(Ausgewählter Auszug):

============================================================

Anspruchsvolle Literatur und Parapsychologie

  • Hallo zusammen!


    Xeno, natürlich hast Du auch mal Recht! :breitgrins:


    Sandhofer, ich bin gespannt auf Deine Erläuterungen, denn gerade das gefällt mir an Literaturforen: andere Sichtweisen zu Werken und Autoren kennenlernen und für sich etwas davon mitnehmen. Ich lerne immer gern dazu und muss Gegenargumenten oftmals teilweise zustimmen.


    Das mit Postmoderne ist ja nicht unbedingt falsch, aber der Name May neben Meyrink, Joyce, Kafka, Musil? Ich habe May auch gelesen und konnte kein bisschen Metaebene oder sowas finden. Meyrink gehört dagegen eindeutig in die Garde von Joyce, auch sehr experimental und meinetwegen post/modern, auf alle Fälle kein bisschen wie May und Doyle.


    Das oben von mir empfohlene Buch ist übrigens sehr literaturwissenschaftlich und führt unzählige Parallelen zu anderen Werken der Weltliteratur an (Motive, Stoffe, Gattungen usw.), zeigt auch die verschiedenen Definitionen der Phantastik auf (von Todorov, Lem bis zu Kafkas Traumphantastik), sehr lesenswert und trotz der hohen Informationsdichte kein bisschen trocken, kurz: sehr empfehlenswert! :breitgrins:


    siehe den Amazon-Link unten dazu!

  • Hallo Evelyne und Alle,

    Zitat von "Evelyne Marti"


    Gustav Meyrink ....Seine Werke sind sehr komplex und weisen eindeutig eine Meta-Ebene auf. Schwachpunkte sind wie bei Kafka das fragmenthaft Zusammengesetzte, das liegt am irrationalen Stoff.

============================================================

(Bereitgestelltes Material):

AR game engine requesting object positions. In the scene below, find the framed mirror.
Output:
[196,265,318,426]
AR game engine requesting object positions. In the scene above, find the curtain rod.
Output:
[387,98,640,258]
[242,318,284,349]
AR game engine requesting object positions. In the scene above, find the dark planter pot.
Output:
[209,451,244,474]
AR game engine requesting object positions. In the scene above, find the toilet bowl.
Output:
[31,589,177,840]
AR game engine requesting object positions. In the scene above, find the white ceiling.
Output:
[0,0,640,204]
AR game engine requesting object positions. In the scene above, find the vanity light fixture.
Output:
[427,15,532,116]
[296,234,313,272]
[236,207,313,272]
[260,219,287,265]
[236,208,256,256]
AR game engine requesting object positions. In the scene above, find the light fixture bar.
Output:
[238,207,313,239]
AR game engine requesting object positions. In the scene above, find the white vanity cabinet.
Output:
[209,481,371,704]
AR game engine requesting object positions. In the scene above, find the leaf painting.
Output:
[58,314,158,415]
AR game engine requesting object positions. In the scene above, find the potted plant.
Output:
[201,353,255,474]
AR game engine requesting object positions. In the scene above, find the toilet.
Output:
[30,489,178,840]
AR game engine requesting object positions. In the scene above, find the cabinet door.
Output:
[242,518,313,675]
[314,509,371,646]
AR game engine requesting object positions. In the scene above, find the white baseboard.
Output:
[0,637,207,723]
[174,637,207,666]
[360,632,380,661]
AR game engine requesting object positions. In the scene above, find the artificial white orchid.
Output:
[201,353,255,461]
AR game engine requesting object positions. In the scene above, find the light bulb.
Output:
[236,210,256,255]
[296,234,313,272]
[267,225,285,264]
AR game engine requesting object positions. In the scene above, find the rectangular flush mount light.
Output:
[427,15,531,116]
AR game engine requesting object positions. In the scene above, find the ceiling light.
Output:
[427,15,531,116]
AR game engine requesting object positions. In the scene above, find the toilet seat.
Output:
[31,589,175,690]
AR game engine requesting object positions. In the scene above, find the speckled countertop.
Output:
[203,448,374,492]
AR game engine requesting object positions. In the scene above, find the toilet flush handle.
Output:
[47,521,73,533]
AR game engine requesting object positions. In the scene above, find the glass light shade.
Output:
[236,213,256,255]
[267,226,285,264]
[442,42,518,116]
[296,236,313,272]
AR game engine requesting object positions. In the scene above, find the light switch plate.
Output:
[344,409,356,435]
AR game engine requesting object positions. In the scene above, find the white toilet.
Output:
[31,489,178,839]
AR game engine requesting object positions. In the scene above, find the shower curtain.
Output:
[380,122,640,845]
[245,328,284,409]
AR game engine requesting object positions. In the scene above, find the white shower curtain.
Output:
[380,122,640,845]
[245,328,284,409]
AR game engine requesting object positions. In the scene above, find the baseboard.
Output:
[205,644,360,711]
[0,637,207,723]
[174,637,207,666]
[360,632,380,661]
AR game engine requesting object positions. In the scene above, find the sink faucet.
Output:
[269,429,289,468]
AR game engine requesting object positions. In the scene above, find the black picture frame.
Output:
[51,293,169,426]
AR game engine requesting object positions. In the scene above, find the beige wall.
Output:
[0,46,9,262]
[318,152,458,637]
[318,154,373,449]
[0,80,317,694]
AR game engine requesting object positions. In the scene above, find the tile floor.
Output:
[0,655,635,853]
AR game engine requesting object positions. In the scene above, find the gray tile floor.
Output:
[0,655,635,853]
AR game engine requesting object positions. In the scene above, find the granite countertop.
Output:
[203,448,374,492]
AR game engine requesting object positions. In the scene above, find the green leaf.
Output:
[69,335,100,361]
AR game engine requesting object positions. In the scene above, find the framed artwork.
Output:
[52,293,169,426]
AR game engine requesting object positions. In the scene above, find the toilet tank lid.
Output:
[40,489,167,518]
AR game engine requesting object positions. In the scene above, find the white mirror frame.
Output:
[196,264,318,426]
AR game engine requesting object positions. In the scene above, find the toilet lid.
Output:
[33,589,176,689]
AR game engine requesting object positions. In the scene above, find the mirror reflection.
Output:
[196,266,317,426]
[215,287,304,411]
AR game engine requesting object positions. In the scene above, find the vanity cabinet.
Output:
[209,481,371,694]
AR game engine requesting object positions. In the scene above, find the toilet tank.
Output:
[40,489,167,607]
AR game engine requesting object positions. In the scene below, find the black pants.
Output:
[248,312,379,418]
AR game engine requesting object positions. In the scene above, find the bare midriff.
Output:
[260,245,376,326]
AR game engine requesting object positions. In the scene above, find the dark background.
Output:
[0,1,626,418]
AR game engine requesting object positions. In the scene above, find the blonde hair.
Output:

============================================================

(Aufgaben):
1. Welche Definitionen der Phantastik zeigt das empfohlene Buch laut dem Auszug über anspruchsvolle Literatur und Parapsychologie auf?
2. Führe den Auszug über anspruchsvolle Literatur und Parapsychologie im Anschluss an seinen letzten Satz fort.

(Lösungen):
1. Es zeigt die Definitionen der Phantastik von Todorov und Lem bis zu Kafkas Traumphantastik auf.

2.
    Danke für diese Aussagen. Sie helfen mir ein bißchen in der vor einiger Zeit hier gestellten Frage über eine Erzählung von Meyrink weiter, und mir erscheint der genannte Text dadurch etwas klarer! Ansonsten habe ich nämlich keine Ahnung, was den Autor betrifft. :redface:


    Viele Grüße,
    Gitta

  • Hallo Gitta


    Ja, Meyrink arbeitet wie Kafka mit Traumelementen, schreibt das auch explizit, als wären es luzide Träume, wo man sich des Träumens bewusst wird. In der von Dir erwähnten Erzählung Meyrinks stehen die Vampire m.M.n. traumsymbolisch für unsere Sterblichkeit. Die Erzählung erinnert mich u.a. an Kafkas Landarzt, mehr zu meiner Sichtweise in:

    http://www.diskussion.kafkaesk.de/viewtopic.php?t=159

  • Zitat von "Evelyne Marti"


    Ja, Meyrink arbeitet wie Kafka mit Traumelementen, schreibt das auch explizit, als wären es luzide Träume, wo man sich des Träumens bewusst wird. In der von Dir erwähnten Erzählung Meyrinks stehen die ampire m.M.n. traumsymbolisch für unsere Sterblichkeit.


    Hallo Evelyne,


    das kann ich gut nachvollziehen! Es kommen ja eine Menge Giftpilze und andere giftige Pflanzen in der Erzählung vor, die zu einem entspr. Sud verarbeitet werden, der dann die Halluzinationen hervorruft. Irgendwie erinnert mich das Ganze auch an Voodoo u. ä. Dinge. :entsetzt:


    Viele Grüße,
    Gitta

  • Hallo zusammen!
    Hallo Evelyne Marti!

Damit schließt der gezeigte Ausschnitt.